(Data drawn from a collection)
********

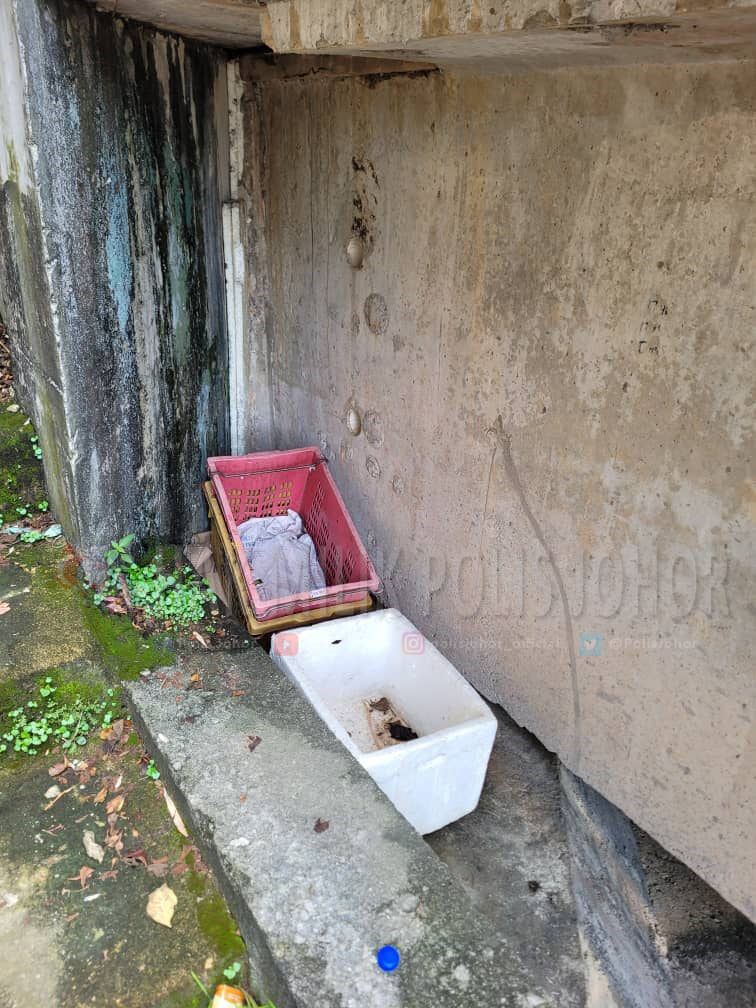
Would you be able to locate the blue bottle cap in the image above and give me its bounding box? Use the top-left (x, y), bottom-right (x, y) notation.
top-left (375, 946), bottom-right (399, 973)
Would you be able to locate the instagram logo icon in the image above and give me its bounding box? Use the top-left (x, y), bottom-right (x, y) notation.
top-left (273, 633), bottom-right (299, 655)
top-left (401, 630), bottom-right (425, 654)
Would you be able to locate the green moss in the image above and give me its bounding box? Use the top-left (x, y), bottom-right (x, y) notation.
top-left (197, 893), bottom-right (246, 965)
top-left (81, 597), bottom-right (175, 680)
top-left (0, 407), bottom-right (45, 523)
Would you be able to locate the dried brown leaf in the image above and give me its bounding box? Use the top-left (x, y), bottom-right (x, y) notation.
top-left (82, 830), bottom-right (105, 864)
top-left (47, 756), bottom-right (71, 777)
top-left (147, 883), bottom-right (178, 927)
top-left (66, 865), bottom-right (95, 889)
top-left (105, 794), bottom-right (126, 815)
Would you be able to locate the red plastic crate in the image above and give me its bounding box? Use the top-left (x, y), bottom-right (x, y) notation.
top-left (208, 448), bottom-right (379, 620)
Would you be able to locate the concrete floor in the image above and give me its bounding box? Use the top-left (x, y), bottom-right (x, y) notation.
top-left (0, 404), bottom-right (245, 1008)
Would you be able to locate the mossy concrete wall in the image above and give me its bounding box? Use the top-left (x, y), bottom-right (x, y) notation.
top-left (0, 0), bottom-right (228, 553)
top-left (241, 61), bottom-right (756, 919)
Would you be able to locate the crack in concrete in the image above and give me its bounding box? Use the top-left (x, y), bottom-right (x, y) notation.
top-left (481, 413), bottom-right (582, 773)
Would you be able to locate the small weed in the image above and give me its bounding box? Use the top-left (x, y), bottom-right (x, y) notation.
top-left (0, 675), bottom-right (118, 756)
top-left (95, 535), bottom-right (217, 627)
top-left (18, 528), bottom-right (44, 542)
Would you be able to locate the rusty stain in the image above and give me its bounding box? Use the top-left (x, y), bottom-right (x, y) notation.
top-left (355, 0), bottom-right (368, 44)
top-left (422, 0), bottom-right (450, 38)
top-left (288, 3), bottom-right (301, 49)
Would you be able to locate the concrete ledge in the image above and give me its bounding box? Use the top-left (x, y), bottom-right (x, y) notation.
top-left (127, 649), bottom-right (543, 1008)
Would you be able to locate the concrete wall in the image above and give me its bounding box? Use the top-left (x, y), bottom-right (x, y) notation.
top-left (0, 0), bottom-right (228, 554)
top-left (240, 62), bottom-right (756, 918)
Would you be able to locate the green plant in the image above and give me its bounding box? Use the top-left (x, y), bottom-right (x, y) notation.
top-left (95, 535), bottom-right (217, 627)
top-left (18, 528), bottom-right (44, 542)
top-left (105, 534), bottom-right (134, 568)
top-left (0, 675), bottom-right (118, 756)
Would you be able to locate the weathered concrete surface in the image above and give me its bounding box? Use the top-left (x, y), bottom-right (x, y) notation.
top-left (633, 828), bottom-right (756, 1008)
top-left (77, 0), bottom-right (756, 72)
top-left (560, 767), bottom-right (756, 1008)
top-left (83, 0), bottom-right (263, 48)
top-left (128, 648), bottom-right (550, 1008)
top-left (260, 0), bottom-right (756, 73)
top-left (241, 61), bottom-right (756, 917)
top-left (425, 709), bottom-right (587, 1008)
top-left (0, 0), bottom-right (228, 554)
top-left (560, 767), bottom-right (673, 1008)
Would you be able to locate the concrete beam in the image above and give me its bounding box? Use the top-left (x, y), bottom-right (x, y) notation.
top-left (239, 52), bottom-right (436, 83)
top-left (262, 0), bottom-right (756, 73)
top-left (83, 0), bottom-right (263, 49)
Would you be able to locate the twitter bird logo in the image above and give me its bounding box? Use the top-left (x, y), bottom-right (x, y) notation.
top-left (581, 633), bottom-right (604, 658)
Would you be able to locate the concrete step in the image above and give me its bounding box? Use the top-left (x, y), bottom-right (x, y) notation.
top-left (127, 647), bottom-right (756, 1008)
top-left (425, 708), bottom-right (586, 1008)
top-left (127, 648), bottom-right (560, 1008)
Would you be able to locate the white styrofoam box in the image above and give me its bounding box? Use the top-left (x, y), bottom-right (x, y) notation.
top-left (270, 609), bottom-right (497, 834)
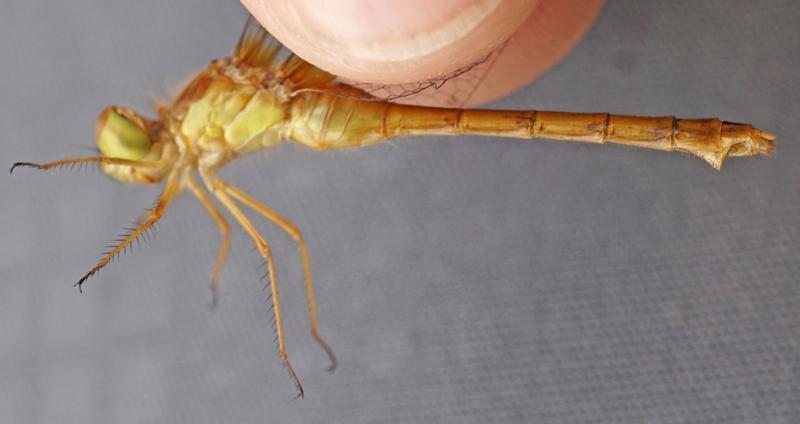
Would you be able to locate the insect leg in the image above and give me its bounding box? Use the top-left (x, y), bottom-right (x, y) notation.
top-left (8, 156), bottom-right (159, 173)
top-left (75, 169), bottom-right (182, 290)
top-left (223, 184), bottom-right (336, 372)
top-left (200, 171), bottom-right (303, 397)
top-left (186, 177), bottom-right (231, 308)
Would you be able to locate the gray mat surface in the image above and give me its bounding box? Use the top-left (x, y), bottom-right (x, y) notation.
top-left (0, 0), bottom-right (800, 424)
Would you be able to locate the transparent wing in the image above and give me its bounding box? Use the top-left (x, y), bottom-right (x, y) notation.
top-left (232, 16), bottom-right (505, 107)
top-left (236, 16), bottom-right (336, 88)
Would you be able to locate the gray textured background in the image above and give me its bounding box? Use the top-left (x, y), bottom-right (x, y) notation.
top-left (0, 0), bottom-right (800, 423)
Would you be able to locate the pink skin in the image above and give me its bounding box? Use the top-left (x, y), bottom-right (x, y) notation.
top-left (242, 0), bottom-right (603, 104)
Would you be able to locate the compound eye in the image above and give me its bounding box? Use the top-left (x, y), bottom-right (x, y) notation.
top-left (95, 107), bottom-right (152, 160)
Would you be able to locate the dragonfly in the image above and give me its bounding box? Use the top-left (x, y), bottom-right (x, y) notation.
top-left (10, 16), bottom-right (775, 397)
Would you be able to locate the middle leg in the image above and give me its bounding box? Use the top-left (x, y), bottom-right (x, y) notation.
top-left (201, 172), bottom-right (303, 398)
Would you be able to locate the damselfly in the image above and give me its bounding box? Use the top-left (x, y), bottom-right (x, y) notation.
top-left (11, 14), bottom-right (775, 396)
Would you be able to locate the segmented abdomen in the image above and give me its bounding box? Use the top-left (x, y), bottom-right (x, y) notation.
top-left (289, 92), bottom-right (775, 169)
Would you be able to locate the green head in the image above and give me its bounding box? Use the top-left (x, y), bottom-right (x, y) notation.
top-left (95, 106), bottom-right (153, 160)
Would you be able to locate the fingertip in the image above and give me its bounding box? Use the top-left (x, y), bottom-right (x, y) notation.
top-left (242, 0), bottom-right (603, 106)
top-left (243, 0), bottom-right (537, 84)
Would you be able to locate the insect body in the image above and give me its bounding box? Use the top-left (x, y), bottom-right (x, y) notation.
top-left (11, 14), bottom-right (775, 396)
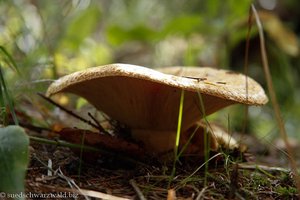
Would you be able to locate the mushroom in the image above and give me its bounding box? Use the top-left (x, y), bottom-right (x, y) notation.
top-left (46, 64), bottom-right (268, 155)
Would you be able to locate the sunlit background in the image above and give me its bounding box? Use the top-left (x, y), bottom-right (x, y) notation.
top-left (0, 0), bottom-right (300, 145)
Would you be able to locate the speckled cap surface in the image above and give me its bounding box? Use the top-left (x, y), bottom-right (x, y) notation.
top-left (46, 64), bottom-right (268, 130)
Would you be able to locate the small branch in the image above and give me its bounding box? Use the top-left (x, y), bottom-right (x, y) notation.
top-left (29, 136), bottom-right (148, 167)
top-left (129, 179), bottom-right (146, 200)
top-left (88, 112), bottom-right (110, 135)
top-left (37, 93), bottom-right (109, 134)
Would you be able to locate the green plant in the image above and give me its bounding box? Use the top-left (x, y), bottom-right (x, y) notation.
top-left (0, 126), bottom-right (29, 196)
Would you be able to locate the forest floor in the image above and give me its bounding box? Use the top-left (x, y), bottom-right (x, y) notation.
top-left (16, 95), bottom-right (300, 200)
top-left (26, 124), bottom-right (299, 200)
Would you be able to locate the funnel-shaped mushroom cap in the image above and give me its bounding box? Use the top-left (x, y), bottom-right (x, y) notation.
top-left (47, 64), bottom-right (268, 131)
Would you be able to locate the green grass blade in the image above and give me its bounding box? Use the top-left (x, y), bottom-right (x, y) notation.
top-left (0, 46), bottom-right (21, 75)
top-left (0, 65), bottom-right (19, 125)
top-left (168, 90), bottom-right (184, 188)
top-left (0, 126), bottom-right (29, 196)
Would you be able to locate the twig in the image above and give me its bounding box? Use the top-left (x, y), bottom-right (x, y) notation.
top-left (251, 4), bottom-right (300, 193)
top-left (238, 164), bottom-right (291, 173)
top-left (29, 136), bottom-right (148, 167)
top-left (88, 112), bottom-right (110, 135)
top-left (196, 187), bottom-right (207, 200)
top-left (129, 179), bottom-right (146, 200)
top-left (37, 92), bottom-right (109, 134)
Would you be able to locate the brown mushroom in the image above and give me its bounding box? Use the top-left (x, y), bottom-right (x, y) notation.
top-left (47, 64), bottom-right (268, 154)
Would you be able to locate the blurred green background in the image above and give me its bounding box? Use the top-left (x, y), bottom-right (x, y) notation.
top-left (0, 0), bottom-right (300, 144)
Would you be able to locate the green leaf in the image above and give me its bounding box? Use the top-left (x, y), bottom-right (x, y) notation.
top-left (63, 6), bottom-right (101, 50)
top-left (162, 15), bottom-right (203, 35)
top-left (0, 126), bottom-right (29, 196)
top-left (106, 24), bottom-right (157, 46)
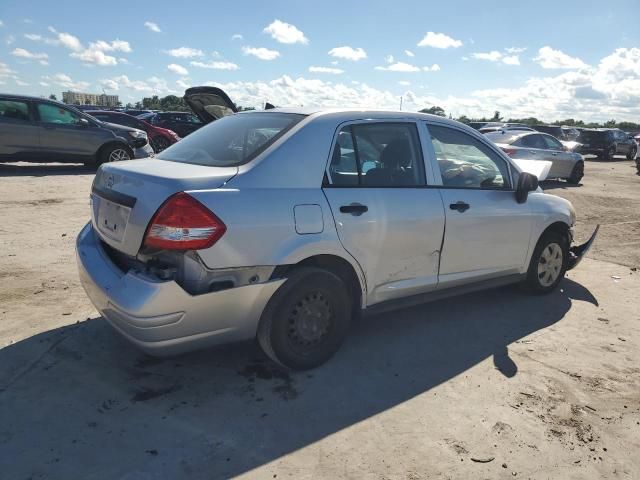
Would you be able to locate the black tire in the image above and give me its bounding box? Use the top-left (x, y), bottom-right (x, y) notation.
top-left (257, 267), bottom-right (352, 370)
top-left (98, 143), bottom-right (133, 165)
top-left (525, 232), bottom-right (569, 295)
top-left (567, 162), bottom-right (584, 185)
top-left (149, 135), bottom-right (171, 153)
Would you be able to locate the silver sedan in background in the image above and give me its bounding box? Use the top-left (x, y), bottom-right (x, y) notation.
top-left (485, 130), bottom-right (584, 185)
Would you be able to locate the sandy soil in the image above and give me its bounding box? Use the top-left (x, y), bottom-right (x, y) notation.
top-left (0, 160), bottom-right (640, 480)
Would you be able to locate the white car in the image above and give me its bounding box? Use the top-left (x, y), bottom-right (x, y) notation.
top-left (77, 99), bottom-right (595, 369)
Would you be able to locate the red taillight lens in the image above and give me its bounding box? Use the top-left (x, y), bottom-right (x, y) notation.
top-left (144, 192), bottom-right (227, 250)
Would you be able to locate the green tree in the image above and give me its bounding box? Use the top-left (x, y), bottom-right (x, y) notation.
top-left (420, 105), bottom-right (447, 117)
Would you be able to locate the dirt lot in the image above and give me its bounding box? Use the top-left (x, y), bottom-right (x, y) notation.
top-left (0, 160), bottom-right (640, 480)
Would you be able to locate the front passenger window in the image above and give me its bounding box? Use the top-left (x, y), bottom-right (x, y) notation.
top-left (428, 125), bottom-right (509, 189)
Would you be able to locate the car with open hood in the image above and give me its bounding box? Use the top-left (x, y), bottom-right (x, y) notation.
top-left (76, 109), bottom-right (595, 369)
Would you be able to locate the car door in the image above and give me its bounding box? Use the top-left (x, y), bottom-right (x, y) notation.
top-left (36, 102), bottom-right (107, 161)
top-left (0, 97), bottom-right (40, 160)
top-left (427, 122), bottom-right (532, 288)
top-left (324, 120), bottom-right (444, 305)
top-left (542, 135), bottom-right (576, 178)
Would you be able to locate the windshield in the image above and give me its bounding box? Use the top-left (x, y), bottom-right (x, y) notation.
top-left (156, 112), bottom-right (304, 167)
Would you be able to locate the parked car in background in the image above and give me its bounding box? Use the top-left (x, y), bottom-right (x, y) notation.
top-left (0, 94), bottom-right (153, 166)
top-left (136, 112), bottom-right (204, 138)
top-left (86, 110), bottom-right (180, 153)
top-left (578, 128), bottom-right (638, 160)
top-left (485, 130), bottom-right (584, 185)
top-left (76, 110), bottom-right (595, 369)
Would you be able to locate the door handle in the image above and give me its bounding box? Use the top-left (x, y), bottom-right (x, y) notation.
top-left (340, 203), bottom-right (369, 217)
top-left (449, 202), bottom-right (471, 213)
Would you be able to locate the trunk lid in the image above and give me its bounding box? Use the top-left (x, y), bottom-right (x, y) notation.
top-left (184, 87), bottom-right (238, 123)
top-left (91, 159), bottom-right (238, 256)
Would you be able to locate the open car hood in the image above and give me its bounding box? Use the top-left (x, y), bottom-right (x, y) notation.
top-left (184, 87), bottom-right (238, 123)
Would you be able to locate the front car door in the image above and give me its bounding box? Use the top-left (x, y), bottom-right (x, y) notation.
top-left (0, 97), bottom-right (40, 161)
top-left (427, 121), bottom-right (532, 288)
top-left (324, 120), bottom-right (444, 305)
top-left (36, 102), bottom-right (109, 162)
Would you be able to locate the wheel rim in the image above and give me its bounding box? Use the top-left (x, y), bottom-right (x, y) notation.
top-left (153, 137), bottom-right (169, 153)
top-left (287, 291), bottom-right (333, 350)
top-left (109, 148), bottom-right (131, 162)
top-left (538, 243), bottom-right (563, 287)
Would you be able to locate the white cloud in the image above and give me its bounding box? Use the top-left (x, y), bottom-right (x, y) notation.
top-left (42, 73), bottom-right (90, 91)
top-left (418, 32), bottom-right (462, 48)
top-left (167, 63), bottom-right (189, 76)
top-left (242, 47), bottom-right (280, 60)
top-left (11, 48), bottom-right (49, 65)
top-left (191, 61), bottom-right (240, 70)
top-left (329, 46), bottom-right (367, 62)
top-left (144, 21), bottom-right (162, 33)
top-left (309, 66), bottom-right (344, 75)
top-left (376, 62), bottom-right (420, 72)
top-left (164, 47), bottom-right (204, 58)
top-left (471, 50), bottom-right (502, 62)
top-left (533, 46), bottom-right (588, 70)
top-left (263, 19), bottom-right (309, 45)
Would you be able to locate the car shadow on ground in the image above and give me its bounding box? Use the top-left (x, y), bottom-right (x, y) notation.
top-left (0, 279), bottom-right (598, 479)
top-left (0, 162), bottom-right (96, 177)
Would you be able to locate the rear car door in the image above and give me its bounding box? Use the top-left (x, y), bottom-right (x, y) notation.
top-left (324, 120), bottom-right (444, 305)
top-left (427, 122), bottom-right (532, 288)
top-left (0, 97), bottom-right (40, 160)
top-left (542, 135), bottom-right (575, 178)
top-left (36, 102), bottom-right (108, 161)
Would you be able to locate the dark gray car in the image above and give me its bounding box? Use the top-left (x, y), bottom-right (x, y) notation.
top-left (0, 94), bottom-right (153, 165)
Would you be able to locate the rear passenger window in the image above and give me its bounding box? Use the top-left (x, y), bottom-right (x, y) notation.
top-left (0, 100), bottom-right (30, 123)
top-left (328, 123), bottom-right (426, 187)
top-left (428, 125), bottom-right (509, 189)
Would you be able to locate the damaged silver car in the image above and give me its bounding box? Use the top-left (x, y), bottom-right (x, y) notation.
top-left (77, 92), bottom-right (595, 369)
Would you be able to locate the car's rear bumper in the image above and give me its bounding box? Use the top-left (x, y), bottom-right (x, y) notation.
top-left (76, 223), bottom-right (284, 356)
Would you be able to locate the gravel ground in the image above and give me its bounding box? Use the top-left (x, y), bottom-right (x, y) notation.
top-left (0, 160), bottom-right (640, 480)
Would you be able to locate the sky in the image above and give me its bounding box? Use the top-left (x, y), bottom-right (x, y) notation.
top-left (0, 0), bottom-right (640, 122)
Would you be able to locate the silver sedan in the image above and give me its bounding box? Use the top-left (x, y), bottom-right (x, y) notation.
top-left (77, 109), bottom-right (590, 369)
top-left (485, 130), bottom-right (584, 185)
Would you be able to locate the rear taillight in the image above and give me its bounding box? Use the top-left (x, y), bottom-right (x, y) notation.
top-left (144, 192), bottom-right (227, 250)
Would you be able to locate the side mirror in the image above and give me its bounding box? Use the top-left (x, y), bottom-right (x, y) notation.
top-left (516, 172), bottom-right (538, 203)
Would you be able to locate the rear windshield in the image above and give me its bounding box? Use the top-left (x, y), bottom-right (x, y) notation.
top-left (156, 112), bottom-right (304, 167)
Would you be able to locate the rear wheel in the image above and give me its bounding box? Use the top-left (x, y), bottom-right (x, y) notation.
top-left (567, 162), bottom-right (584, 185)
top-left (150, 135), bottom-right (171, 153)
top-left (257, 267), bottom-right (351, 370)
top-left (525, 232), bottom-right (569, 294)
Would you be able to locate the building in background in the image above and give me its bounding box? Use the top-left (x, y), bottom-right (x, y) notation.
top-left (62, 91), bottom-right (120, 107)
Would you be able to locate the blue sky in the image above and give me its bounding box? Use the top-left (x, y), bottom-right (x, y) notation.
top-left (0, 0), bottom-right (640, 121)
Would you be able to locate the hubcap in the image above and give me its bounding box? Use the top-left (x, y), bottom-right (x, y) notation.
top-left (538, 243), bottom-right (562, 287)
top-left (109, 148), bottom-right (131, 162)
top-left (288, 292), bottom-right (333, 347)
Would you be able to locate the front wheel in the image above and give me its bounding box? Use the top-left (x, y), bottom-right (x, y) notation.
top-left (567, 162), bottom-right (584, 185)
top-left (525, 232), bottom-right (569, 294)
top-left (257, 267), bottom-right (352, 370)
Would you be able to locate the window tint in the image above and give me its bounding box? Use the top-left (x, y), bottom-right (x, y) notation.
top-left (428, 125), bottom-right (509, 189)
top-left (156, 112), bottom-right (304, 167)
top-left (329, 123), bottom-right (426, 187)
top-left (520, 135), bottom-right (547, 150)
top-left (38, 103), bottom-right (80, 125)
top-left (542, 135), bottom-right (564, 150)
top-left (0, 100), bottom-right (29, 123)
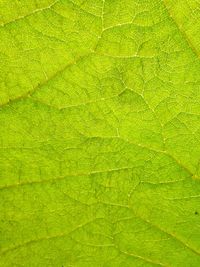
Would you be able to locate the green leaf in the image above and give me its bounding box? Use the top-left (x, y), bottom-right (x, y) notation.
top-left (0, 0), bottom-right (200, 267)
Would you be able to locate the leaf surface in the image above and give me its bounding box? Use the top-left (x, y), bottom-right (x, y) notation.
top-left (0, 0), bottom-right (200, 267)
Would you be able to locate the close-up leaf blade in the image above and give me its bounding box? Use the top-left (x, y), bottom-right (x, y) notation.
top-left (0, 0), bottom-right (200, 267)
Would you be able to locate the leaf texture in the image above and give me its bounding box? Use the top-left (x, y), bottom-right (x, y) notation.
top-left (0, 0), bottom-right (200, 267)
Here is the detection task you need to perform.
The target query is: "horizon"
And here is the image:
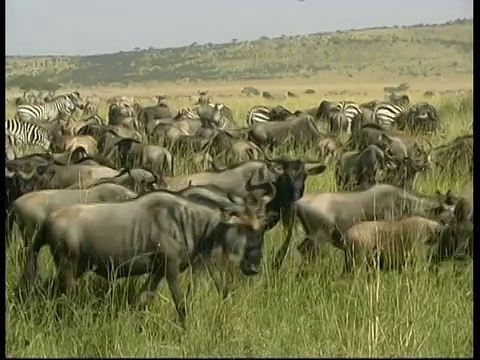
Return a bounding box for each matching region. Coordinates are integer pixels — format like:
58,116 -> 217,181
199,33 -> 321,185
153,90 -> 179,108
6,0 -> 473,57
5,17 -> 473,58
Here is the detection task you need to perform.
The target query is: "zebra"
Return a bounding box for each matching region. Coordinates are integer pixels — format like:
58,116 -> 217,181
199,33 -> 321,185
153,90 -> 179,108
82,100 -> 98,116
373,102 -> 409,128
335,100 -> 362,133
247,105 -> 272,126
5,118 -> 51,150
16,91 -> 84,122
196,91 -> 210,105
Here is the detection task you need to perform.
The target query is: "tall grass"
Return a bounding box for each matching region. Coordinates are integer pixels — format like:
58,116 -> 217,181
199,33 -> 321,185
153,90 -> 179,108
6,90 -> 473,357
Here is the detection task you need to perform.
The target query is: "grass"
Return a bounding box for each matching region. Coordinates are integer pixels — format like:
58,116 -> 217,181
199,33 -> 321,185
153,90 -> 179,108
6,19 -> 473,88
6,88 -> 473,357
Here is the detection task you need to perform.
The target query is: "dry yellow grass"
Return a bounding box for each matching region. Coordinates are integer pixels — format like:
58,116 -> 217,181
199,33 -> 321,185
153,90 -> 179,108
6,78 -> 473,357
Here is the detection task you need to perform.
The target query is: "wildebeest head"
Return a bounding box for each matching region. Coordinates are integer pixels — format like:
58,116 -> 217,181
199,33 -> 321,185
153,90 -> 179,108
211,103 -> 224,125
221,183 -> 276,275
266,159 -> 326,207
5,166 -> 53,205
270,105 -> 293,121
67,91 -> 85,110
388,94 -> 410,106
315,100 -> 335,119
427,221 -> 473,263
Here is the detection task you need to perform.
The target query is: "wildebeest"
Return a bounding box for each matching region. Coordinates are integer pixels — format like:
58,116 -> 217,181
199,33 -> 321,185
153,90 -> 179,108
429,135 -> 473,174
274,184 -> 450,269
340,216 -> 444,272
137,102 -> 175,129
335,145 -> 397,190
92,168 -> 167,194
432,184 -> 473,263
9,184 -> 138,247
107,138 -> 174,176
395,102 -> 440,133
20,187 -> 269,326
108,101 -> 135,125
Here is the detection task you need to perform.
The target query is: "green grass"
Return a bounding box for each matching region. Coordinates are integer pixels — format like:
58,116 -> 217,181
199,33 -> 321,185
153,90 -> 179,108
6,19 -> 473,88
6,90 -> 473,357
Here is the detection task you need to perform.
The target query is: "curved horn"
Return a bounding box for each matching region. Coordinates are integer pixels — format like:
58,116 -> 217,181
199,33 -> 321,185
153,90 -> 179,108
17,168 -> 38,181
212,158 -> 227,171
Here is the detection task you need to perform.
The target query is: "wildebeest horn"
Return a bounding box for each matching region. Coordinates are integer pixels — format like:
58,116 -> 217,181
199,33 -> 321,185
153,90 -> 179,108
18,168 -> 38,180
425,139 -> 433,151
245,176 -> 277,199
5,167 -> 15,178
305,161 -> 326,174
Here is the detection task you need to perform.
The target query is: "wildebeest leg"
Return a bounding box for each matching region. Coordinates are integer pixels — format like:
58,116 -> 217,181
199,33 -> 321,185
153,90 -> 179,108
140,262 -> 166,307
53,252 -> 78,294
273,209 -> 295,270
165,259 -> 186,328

********

What you have to do: Quote the entries verbatim, beginning with the line that contains "Would you be able to locate the hubcap" and continuing through the line that contains "5,17 -> 473,58". Leave the pictures out of your answer.

Exercise response:
Would you be able to locate the hubcap in the image above and give me its bounding box? Use the top-left (x, y), bottom-right (x, y) notation.
top-left (538, 243), bottom-right (562, 287)
top-left (109, 148), bottom-right (131, 162)
top-left (288, 292), bottom-right (333, 347)
Would you be able to locate the front wheel in the image above and give me its bounding box? Use the top-left (x, y), bottom-right (x, y) notation.
top-left (567, 162), bottom-right (584, 185)
top-left (525, 232), bottom-right (569, 294)
top-left (257, 267), bottom-right (352, 370)
Would you be able to locate the window tint in the image above and give me its bounding box? Use the top-left (x, y), bottom-right (x, y) notation.
top-left (428, 125), bottom-right (509, 189)
top-left (156, 112), bottom-right (304, 167)
top-left (329, 123), bottom-right (426, 187)
top-left (520, 135), bottom-right (547, 150)
top-left (38, 103), bottom-right (80, 125)
top-left (542, 135), bottom-right (564, 150)
top-left (0, 100), bottom-right (29, 123)
Would you be able to locate the green leaf in the image above and give me its bounding box? Use the top-left (x, y), bottom-right (x, y) notation.
top-left (0, 0), bottom-right (200, 267)
Would you be able to locate the leaf surface in the image above and give me its bounding box? Use the top-left (x, y), bottom-right (x, y) notation.
top-left (0, 0), bottom-right (200, 267)
Would you be able to locate the close-up leaf blade in the image above and give me its bounding box? Use the top-left (x, y), bottom-right (x, y) notation.
top-left (0, 0), bottom-right (200, 267)
Would you be able to locate the leaf texture in the image above and give me its bounding box? Use the top-left (x, y), bottom-right (x, y) notation.
top-left (0, 0), bottom-right (200, 267)
Here is the detection task you need to perform.
The target query is: "horizon"
And here is the image:
Return a bounding box for each matching region. Coordinates are integer pixels — format like:
58,116 -> 217,181
199,33 -> 321,185
153,90 -> 179,108
6,0 -> 473,57
5,17 -> 473,58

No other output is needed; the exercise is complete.